[Begin Record extracts]

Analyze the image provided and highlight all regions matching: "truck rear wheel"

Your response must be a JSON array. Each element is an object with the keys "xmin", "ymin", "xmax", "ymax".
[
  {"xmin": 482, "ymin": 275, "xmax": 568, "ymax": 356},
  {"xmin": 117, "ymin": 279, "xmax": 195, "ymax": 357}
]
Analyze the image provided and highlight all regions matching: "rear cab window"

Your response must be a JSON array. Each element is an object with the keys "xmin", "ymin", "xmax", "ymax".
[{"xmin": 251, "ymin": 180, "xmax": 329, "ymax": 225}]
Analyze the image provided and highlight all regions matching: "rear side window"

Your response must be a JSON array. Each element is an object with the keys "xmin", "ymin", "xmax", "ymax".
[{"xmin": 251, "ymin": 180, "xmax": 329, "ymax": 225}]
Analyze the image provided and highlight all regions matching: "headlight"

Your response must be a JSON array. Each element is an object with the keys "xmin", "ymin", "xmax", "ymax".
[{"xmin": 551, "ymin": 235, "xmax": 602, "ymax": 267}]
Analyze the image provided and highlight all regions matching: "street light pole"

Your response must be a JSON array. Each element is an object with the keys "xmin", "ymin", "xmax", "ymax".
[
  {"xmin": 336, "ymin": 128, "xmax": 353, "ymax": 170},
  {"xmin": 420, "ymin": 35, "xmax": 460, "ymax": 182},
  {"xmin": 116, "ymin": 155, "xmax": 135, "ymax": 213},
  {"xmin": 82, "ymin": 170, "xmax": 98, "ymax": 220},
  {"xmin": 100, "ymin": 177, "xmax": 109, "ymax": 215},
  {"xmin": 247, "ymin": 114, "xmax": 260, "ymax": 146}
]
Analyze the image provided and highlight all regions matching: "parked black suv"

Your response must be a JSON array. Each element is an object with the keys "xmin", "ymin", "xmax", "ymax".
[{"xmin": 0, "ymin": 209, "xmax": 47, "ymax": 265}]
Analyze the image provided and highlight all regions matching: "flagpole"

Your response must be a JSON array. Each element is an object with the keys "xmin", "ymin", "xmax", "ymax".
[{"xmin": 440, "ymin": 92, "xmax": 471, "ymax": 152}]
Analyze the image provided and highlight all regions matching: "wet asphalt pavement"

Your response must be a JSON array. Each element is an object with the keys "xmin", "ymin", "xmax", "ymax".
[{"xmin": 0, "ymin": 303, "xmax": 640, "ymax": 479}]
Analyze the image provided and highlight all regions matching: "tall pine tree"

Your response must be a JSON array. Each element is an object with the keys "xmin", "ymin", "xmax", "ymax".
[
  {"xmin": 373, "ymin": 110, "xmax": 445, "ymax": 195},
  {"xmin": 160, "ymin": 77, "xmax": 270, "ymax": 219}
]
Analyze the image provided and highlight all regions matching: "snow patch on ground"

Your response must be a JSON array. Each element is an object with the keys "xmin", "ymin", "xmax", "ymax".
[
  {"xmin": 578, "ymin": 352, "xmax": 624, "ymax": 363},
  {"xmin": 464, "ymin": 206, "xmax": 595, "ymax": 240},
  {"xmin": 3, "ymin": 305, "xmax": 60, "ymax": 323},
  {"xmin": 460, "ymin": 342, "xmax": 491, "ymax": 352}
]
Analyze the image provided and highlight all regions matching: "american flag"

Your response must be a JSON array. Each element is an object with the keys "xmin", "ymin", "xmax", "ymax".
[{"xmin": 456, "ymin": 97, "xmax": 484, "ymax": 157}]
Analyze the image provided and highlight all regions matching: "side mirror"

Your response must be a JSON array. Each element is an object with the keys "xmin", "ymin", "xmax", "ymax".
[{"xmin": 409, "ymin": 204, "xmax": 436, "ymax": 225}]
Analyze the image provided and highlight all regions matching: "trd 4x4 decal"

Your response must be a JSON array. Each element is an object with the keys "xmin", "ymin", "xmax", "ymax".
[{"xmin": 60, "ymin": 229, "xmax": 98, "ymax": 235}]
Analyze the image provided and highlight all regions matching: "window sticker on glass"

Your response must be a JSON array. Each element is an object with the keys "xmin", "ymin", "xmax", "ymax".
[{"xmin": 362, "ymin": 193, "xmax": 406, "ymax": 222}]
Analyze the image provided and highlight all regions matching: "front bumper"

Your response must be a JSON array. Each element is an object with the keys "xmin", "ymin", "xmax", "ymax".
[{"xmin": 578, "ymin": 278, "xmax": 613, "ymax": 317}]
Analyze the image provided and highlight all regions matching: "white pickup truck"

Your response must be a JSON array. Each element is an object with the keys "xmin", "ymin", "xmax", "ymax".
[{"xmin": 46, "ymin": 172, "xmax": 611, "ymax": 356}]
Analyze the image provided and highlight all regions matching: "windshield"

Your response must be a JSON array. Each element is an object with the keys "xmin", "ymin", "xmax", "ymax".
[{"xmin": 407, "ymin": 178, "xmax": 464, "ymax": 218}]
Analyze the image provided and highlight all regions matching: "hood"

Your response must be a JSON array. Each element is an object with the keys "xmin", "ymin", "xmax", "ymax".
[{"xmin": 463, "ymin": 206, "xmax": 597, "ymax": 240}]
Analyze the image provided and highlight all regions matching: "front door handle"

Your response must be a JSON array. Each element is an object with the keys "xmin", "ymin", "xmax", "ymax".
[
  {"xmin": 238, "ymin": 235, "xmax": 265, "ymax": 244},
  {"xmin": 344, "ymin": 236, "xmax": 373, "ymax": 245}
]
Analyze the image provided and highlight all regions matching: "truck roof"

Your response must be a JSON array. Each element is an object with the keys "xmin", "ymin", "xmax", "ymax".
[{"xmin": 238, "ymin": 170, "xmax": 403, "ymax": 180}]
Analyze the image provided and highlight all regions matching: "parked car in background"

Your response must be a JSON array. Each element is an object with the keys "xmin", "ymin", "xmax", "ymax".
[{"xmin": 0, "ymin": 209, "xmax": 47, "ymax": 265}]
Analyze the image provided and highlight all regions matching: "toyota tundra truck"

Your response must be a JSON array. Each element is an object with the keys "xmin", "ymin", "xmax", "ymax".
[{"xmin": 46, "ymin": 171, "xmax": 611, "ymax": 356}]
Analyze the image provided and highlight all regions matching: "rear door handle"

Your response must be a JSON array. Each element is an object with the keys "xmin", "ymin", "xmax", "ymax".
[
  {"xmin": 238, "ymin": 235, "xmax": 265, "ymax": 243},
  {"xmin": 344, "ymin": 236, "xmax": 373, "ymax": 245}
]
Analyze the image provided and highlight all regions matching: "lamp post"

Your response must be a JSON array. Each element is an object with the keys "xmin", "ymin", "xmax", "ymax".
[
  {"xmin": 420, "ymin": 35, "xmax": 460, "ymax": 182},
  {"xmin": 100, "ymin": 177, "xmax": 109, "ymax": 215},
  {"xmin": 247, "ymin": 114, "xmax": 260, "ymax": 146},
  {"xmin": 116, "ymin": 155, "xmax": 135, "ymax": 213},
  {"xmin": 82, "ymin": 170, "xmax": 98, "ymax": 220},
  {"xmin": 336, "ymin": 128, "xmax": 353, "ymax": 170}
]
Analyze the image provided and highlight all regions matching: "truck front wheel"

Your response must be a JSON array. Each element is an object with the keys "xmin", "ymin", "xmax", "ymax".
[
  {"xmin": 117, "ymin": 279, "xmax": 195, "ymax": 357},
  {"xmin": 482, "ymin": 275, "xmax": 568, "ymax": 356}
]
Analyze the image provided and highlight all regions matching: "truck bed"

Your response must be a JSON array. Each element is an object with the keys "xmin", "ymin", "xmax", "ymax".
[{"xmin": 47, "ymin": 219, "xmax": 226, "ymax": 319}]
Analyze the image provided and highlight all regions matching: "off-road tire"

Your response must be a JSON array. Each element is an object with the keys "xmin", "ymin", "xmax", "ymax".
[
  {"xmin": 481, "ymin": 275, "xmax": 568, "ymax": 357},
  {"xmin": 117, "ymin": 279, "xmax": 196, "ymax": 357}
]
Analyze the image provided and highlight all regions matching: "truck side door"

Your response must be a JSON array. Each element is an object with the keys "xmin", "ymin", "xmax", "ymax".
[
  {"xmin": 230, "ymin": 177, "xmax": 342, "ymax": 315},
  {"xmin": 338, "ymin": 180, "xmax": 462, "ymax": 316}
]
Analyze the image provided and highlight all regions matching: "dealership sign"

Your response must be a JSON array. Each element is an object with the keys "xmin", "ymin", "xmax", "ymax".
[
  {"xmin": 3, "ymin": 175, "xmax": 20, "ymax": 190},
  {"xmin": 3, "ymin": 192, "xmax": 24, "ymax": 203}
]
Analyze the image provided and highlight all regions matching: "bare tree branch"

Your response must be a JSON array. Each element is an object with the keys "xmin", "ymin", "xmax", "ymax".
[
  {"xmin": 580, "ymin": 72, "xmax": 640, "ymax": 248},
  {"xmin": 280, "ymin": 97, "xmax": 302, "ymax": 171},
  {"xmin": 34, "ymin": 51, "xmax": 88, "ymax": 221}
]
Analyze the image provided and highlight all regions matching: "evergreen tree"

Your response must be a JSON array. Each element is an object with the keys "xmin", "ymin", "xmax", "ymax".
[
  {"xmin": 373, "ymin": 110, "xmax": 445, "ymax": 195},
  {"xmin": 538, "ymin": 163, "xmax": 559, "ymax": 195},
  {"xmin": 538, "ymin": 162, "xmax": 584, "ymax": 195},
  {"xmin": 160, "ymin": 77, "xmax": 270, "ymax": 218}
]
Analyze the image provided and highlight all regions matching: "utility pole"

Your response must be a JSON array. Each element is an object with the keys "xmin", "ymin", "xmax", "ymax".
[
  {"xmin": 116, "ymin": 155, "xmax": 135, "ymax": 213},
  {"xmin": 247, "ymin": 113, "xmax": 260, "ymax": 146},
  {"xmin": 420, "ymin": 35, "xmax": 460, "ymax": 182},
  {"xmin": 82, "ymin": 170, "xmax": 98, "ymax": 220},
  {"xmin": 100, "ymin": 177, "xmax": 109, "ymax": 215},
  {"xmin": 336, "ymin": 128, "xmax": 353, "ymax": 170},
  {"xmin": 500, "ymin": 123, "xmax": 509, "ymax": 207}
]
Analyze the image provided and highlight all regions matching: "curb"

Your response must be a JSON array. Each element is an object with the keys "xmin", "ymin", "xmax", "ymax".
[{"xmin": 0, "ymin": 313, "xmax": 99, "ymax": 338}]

[End Record extracts]

**Problem description**
Pull out each line in the lines above that contains the word "door", and copy those lines.

**Response**
Analyze the image provided and highlight all regions matching: "front door handle"
Analyze the image provided and highlight all regions matching: "rear door handle"
Analyze the image provided and highlight all regions matching: "truck side door"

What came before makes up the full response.